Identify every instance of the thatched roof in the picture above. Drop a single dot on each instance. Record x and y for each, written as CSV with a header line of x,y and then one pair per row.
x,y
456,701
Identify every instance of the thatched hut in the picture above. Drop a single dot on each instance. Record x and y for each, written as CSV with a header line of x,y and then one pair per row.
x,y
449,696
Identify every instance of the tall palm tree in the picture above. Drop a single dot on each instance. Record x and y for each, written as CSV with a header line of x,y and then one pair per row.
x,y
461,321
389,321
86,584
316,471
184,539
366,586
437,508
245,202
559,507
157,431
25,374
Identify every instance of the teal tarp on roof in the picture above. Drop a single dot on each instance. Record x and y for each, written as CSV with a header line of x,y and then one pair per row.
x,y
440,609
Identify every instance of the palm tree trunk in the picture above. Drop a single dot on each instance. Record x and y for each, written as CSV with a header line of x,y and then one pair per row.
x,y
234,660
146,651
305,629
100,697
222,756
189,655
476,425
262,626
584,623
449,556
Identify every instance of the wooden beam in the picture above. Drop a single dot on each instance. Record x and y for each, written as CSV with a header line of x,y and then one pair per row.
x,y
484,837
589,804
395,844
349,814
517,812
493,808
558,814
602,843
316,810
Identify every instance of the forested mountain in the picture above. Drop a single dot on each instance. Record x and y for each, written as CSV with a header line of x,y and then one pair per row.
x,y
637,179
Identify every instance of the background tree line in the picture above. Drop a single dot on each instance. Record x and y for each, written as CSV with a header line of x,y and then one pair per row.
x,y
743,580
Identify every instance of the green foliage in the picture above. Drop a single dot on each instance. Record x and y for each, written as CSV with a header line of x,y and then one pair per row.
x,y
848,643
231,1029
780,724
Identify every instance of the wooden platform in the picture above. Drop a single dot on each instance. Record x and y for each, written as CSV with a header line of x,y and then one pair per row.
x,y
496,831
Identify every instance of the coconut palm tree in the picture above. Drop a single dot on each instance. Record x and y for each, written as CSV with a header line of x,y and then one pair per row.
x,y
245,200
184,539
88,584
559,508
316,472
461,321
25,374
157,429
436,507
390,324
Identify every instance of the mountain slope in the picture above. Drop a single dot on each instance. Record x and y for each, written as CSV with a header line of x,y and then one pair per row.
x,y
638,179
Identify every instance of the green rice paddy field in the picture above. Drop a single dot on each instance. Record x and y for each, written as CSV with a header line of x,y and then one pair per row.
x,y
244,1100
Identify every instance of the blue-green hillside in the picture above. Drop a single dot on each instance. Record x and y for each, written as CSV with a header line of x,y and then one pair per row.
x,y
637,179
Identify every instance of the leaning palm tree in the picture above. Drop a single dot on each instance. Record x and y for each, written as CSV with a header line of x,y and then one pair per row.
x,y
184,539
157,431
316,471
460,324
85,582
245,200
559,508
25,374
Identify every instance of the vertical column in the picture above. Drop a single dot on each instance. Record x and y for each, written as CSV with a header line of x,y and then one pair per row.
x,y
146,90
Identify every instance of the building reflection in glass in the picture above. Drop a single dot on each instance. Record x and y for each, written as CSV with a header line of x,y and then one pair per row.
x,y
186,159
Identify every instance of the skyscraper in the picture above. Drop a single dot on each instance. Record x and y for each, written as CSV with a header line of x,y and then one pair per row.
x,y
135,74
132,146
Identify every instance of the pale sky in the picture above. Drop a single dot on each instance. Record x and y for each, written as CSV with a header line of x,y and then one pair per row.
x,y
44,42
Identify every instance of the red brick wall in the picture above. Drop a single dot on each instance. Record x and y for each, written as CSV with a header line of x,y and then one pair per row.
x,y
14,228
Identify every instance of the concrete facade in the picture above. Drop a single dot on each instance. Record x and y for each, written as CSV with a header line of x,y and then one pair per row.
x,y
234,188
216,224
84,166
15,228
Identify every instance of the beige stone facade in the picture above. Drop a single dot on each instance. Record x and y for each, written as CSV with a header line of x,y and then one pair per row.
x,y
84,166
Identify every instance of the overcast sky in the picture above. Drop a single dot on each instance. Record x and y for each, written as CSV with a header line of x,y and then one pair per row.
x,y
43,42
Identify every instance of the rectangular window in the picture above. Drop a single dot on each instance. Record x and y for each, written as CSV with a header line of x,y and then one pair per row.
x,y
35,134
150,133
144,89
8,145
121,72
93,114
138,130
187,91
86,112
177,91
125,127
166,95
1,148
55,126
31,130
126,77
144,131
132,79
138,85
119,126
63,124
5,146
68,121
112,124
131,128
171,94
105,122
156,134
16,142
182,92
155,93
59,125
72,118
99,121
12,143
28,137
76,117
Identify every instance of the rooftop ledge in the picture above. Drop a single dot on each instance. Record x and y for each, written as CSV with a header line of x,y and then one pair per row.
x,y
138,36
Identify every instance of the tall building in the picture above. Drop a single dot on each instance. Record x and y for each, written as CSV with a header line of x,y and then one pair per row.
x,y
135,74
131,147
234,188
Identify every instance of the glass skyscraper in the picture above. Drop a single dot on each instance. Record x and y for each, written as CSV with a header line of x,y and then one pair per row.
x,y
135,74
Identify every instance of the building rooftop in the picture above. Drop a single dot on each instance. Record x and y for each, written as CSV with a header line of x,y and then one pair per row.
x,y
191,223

» **Exercise directions**
Quote every item above word for word, keeping every line unchanged.

» **Result of this task**
Identify every instance of the thatched roof in the picture above. Drop a single dot on each instance. Record x and y for each, written as CSV with a header line of x,y and then one pair per row.
x,y
456,701
Identify every instance of the thatched hut in the picture above. Drop a single dot on each instance. Record x and y for each, written as CSV with a header line of x,y and then one pair per row.
x,y
449,696
Identify every instance of the tall palm tree in the picture above. Drop a single dot on each instance. Record x and y for each, written as CSV with a header line of x,y and then one pair per row.
x,y
461,321
389,321
86,584
316,471
184,539
366,586
437,508
245,202
559,507
157,431
25,374
Identify every instance of the teal tarp on roof in the picture above. Drop a single dot on each instance. Record x and y for each, written as CSV with a header line of x,y and then one pair per row.
x,y
440,609
Identify every instance of the palm tree trunk in the picture above. Drop a single dot on each instance. Record x and y for each, written as CSV with a header line of x,y and then one pair per row.
x,y
234,660
146,651
305,629
100,697
222,756
189,655
476,425
262,626
584,623
449,556
Identify every instance of the wooden beam in the picture above. Drop a single dot on each instance. Record x and y for each, written as CSV with a header line of x,y and then one pair per row.
x,y
484,837
589,804
395,844
349,814
517,812
493,808
558,814
602,843
316,810
Identify every instance of the forested mountain in the picture above. Drop a single dot on each instance. Record x and y for each, written as CSV with a header line of x,y and then one pair per row.
x,y
637,179
Identify every instance of the background tree line in the picture above. Drop a single dot on each instance. Record x and y for each, written as CSV with a header line of x,y and then one pair per row.
x,y
743,580
Identify every instance of the green foliage in the picture above. Drop a single dot on each instance. Record x and y for each, written as CSV with a header line of x,y and then one pair per row.
x,y
848,643
231,1029
780,724
Identify every instance of the wooden platform in the picture above. Drop a single dot on each instance. Record x and y for each, written as CSV with a header line of x,y and then one pair per row.
x,y
496,831
Identify every instance of the coconut palm tree in the picture above. Drop a single dot on each instance. Record x and y for each, written as CSV with a header line of x,y and then one pair per row.
x,y
245,200
184,539
88,584
559,508
316,472
461,321
25,374
157,429
436,507
390,324
Identify every instance of the mountain slope in the picture above. Drop a single dot on each instance. Record x and y for each, written as CSV with a header line of x,y and then one pair per row.
x,y
638,179
Identify every instance of the green rice paddy field in the picture above. Drop a single dot on each instance. Record x and y for each, written as CSV with a header line of x,y and then one pair per row.
x,y
244,1100
Identify every instance of the blue-green hillside in the picture above. Drop a single dot on each instance. Record x and y for each, written as CSV with a header line of x,y and then one pair per row.
x,y
637,179
Identify every instance of the leaning palm tree in the picture above. Drop a single dot on each instance. Record x and y for each, written as CSV with a header line of x,y and then one pair per row.
x,y
184,539
157,431
316,471
460,324
85,582
245,200
559,508
25,374
Identify every instance of the vertical column in the picture above. Drop a single dot on each instance. Record x and y for each, written as CSV with a header line of x,y and then one pair per row.
x,y
146,90
Identify every instance of the building reflection in glass in the picture above. Drop a single dot on each instance. Record x and y for each, written as CSV with a header line of x,y and then one pair per row.
x,y
186,159
Identify every instance of the skyscraper in the picture above. Drop a single dot on each instance. Record x and y for each, written as CSV with a header line of x,y and then one pair per row.
x,y
135,74
132,146
Identify every instance of the pale sky in the picture above. Drop a single dot on each instance. Record x and y for each, written as CSV with a header line of x,y and then one pair per row.
x,y
44,42
Identify every instance of the red brick wall in the picture above. Drop a single dot on each instance. Record x and y for each, written as CSV with a header line of x,y and then one pair per row.
x,y
14,228
Identify every instance of the concrete facade in the picture above. Drop a single dot on each instance. Record x and y for each, written as CSV with a header line of x,y and then one pair per row.
x,y
234,188
216,224
84,166
15,228
Identify every instance of the beige stone facade in the picture above. Drop a single dot on each instance. Record x and y for each, written as CSV with a header line of x,y and then one pair per row.
x,y
84,166
Identify every instance of the overcast sky in the picture above. Drop a single dot on each instance. Record x and y for each, written as CSV with a header line of x,y and then one pair per row.
x,y
43,42
Identify every instance of the rectangular window in the picture above. Drop a single dot on each instance. Record x and y for each, written as CSV with a header line of x,y and then one pair per row.
x,y
35,134
150,133
144,89
8,145
121,72
93,114
138,130
187,91
86,112
177,91
125,127
166,95
1,148
55,126
31,130
126,77
144,131
132,79
138,85
119,126
63,124
5,146
68,121
112,124
131,128
171,94
105,122
156,134
16,142
182,92
155,93
59,125
72,118
99,121
12,143
28,137
76,117
Identify every instance of the rooftop ledge in the picture above. Drop a single dot on each instance. Record x and y for each, written as CSV with a header line of x,y and then one pair per row.
x,y
138,36
Identify every instance of the tall building in the picture above. Drop a single dot on each instance. Record x and y for each, written as CSV with a header line of x,y and then one pair per row.
x,y
135,74
131,147
234,188
Identify every instance of the glass skyscraper in the picture above. Drop a single dot on each instance. Record x and y for each, written as CSV with a header line of x,y and then one pair per row.
x,y
135,74
Identify every instance of the building rooftop in the picture above. Drop a single dot on each instance. Record x and y for each, written as CSV with a header line of x,y and then one pair per row.
x,y
191,223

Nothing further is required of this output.